Exercise set =
1 > Update the passage on American and Old World myths from "The belief in" to "i., p. 384.)", replacing "Darwinians" with "evolutionists".
2 > In the passage on American and Old World myths, why did the father among the natives of Brazil cut a stick at his daughter's wedding?

##### Text

In both continents burnt-offerings were sacrificed to the gods. In both
continents the priests divined the future from the condition of the
internal organs of the man or animal sacrificed. (Ibid., pp. 214, 226.)
In both continents the future was revealed by the flight of birds and by
dreams. In Peru and Mexico there were colleges of augurs, as in Rome,
who practised divination by watching the movements and songs of birds.
(Ibid., p. 261.)

Animals were worshipped in Central America and on the banks of the Nile.
(Ibid., p. 259.)

The Ojibbeways believed that the barking of a fox was ominous of ill.
(Ibid., p. 225). The peasantry of Western Europe have the same belief as
to the howling of a dog.

The belief in satyrs, and other creatures half man and half animal,
survived in America. The Kickapoos are Darwinians. “They think their
ancestors had tails, and when they lost them the impudent fox sent every
morning to ask how their tails were, and the bear shook his fat sides at
the joke.” (Ibid., p. 232.) Among the natives of Brazil the father cut a
stick at the wedding of his daughter; “this was done to cut off the
tails of any future grandchildren.” (Tylor, vol. i., p. 384.)

Jove, with the thunder-bolts in his hand, is duplicated in the Mexican god of thunder, Mixcoatl, who is represented holding a bundle of arrows. “He rode upon a tornado, and scattered the lightnings.” (Dorman, “Prim. Superst.,” p. 98.)

Dionysus, or Bacchus, is represented by the Mexican god Texcatzoncatl, the god of wine. (Bancroft, vol. iii., p. 418.)

Atlas reappears in Chibchacum, the deity of the Chibchas; he bears the world on his shoulders, and when be shifts the burden from one shoulder to another severe earthquakes are produced. (Bollært, pp. 12, 13.)

Deucalion repeopling the world is repeated in Xololt, who, after the
destruction of the world, descended to Mictlan, the realm of the dead,
and brought thence a bone of the perished race. This, sprinkled with
blood, grew into a youth, the father of the present race. The Quiche
hero-gods, Hunaphu and Xblanque, died; their bodies were burnt, their
bones ground to powder and thrown into the waters, whereupon they
changed into handsome youths, with the same features as before. (Dorman,
“Prim. Superst.,” p. 193.)

Witches and warlocks, mermaids and mermen, are part of the mythology of the American tribes, as they were of the European races. (Ibid., p. 79.) The mermaid of the Ottawas was “woman to the waist and fair;” thence fish-like. (Ibid., p. 278.)

The snake-locks of Medusa are represented in the snake-locks of At-otarho, an ancient culture-hero of the Iroquois.

A belief in the incarnation of gods in men, and the physical translation
of heroes to heaven, is part of the mythology of the Hindoos and the
American races. Hiawatha, we are told, rose to heaven in the presence of
the multitude, and vanished from sight in the midst of sweet music.

The vocal statues and oracles of Egypt and Greece were duplicated in America. In Peru, in the valley of Rimac, there was an idol which answered questions and became famous as an oracle. (Dorman, “Prim. Superst.,” p. 124.)

##########
##### Dataset extract

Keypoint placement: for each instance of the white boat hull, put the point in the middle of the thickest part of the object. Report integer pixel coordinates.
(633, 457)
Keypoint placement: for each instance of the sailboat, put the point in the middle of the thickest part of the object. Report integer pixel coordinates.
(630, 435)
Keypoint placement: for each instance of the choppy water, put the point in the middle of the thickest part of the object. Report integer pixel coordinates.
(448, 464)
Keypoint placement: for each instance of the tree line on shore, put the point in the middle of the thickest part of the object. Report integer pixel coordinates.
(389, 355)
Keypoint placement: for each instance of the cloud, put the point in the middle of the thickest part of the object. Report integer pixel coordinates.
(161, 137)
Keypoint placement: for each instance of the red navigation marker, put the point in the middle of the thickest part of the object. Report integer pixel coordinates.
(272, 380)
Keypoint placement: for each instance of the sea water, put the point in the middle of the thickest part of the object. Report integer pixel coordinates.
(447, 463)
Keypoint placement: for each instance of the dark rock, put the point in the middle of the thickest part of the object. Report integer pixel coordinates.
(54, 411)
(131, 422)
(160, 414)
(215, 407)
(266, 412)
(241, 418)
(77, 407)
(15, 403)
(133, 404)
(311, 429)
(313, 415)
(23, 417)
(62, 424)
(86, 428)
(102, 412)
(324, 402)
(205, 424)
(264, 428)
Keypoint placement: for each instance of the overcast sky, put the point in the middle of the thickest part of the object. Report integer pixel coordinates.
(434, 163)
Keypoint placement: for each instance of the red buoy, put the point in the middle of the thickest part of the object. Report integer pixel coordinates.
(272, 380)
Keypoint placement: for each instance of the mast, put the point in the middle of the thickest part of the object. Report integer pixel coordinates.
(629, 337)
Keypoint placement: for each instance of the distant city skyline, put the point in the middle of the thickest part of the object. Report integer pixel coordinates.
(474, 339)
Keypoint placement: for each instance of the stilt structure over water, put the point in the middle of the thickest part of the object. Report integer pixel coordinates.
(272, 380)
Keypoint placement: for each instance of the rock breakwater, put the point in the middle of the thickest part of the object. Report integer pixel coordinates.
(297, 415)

##########

The answers =
1 >
The belief in satyrs, and other creatures half man and half animal,
survived in America. The Kickapoos are evolutionists. “They think their
ancestors had tails, and when they lost them the impudent fox sent every
morning to ask how their tails were, and the bear shook his fat sides at
the joke.” (Ibid., p. 232.) Among the natives of Brazil the father cut a
stick at the wedding of his daughter; “this was done to cut off the
tails of any future grandchildren.” (Tylor, vol. i., p. 384.)

2 > To cut off the tails of any future grandchildren.